## [Exercise]
Find every line in the listing below that contains the string "roof", treating case as significant, and copy each of those lines in full.

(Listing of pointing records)
——————————

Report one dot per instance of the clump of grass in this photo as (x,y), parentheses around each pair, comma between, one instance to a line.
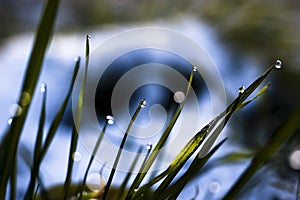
(171,183)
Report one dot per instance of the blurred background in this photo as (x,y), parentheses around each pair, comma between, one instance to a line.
(242,37)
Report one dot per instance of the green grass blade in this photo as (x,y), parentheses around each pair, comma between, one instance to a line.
(121,191)
(58,117)
(10,143)
(13,179)
(80,190)
(76,126)
(113,170)
(174,190)
(139,178)
(37,149)
(262,156)
(210,133)
(73,145)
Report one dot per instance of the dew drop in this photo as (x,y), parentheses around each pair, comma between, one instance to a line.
(9,121)
(143,103)
(93,182)
(110,119)
(77,58)
(149,146)
(15,110)
(43,87)
(214,187)
(242,89)
(76,156)
(25,98)
(294,160)
(179,97)
(278,64)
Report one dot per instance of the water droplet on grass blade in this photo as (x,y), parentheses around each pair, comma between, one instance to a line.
(179,97)
(214,187)
(9,121)
(77,58)
(15,110)
(278,64)
(25,99)
(294,160)
(242,89)
(149,146)
(143,103)
(76,156)
(110,119)
(43,87)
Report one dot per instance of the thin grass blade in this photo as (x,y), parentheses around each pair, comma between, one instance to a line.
(121,191)
(139,178)
(262,156)
(175,189)
(37,149)
(76,125)
(10,142)
(80,190)
(113,170)
(58,117)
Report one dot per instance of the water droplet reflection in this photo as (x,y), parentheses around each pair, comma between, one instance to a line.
(9,121)
(94,182)
(76,156)
(143,103)
(214,187)
(179,97)
(110,119)
(15,110)
(294,160)
(43,87)
(278,64)
(149,146)
(77,58)
(25,98)
(242,89)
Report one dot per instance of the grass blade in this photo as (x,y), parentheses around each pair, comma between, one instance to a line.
(78,115)
(113,170)
(139,178)
(174,190)
(205,138)
(37,149)
(11,140)
(121,190)
(74,141)
(58,117)
(262,156)
(80,190)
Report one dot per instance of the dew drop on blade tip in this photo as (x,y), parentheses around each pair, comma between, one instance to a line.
(77,58)
(278,64)
(43,87)
(143,103)
(242,89)
(9,121)
(149,146)
(110,119)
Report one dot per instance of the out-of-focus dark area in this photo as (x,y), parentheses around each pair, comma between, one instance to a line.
(262,31)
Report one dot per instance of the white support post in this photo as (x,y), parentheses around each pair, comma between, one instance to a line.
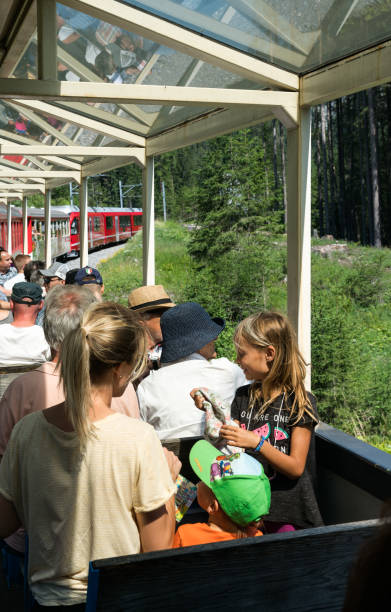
(47,40)
(84,223)
(48,233)
(148,223)
(9,228)
(25,226)
(299,234)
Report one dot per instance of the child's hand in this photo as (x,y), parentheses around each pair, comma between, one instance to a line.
(174,465)
(198,398)
(236,436)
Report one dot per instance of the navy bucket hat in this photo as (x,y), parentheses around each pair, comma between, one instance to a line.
(186,328)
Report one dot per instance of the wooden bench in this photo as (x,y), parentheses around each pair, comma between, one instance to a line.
(302,571)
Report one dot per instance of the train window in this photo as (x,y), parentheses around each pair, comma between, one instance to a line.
(124,221)
(75,227)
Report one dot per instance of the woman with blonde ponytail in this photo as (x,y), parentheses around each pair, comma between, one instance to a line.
(276,418)
(87,482)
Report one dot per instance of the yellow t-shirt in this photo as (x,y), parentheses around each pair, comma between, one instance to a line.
(80,508)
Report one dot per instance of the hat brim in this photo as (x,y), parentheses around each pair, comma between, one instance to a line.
(145,308)
(201,457)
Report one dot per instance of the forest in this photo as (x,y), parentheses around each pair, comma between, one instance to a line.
(228,199)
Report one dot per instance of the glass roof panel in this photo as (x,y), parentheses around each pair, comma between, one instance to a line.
(93,50)
(299,35)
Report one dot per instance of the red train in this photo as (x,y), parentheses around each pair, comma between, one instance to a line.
(105,226)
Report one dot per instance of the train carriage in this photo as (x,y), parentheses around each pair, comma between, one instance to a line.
(105,226)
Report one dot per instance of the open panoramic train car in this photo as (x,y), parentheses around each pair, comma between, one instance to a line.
(105,226)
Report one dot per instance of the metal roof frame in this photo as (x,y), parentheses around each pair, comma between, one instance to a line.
(136,131)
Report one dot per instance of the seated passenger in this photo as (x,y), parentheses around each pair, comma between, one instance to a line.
(22,343)
(42,388)
(53,276)
(188,361)
(150,302)
(86,482)
(92,279)
(276,418)
(20,263)
(7,271)
(234,491)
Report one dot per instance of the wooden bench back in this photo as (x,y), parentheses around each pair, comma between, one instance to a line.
(305,570)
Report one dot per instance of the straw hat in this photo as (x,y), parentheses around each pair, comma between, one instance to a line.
(149,297)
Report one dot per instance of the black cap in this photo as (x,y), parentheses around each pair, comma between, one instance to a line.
(26,293)
(186,328)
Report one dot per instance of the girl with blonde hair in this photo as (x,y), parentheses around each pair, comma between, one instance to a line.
(87,482)
(276,418)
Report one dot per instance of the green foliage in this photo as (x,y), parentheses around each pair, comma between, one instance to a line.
(123,272)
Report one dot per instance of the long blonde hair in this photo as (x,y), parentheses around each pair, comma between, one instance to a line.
(288,367)
(108,335)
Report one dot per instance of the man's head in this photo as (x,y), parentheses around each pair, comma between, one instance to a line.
(64,309)
(125,42)
(26,302)
(5,261)
(32,271)
(20,261)
(55,275)
(150,302)
(187,329)
(92,279)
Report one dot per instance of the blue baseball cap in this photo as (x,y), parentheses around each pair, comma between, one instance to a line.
(88,276)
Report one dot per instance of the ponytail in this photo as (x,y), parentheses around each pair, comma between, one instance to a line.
(75,375)
(109,334)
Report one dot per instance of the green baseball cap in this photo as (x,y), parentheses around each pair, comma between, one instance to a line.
(238,482)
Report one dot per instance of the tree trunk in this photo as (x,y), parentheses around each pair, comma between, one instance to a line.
(275,166)
(283,167)
(318,163)
(374,170)
(323,122)
(333,183)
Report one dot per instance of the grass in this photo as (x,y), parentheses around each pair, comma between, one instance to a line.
(123,272)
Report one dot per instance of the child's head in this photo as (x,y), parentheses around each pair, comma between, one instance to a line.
(237,482)
(271,335)
(267,351)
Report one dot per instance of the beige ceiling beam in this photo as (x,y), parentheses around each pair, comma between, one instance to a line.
(39,174)
(9,149)
(21,150)
(106,117)
(195,45)
(38,163)
(46,40)
(19,36)
(107,164)
(139,94)
(217,122)
(11,195)
(39,121)
(361,71)
(87,74)
(221,29)
(60,161)
(74,118)
(23,187)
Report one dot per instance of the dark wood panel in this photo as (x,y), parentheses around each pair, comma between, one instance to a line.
(303,571)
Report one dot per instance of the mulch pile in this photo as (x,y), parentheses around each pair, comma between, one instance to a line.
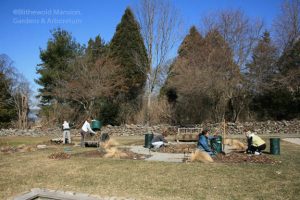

——————————

## [Solution to the exercise]
Report one dot per instance of the glass roof panel in this photo as (x,y), parentheses around each pair, comma between, one instance to a line.
Report one dot per instance of the metal roof frame in this photo as (x,y), parentheses around each pair, comma between, one instance to a line.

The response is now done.